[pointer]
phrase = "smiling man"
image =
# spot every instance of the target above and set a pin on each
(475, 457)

● ● ●

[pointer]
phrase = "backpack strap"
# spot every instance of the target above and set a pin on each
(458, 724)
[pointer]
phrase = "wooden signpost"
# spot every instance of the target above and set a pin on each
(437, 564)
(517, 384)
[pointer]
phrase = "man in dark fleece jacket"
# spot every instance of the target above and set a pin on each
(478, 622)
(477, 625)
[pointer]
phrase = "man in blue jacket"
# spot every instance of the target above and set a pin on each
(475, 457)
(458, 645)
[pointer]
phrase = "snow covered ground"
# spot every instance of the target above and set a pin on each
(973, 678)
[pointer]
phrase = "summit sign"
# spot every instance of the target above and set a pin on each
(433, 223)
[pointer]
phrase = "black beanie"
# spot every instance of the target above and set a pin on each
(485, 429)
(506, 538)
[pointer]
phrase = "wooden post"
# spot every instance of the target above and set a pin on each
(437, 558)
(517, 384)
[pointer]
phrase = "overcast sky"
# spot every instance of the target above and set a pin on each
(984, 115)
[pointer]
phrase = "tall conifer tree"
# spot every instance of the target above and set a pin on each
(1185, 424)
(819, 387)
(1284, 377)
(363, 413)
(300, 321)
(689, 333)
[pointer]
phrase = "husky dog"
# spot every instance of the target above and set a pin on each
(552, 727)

● ● ●

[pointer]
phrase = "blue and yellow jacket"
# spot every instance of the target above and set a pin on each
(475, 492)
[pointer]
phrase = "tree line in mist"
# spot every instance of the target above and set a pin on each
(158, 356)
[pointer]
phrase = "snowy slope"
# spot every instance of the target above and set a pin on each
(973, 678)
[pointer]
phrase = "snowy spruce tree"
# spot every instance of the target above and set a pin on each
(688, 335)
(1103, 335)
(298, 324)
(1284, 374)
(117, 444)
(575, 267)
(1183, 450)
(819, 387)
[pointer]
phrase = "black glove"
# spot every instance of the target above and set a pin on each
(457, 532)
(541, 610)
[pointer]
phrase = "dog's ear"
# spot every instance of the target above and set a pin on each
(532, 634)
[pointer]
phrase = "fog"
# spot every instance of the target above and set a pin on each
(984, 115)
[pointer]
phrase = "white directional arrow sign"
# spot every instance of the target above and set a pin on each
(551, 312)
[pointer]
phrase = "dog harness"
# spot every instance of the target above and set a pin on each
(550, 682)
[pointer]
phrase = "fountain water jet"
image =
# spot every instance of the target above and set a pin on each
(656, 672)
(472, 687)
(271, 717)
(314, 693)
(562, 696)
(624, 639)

● ● ●

> _WHAT THE EXERCISE ASKS_: Count the rows above that contain the string "tree". Reply with the number alone.

> _CORRECT RESULT_: 3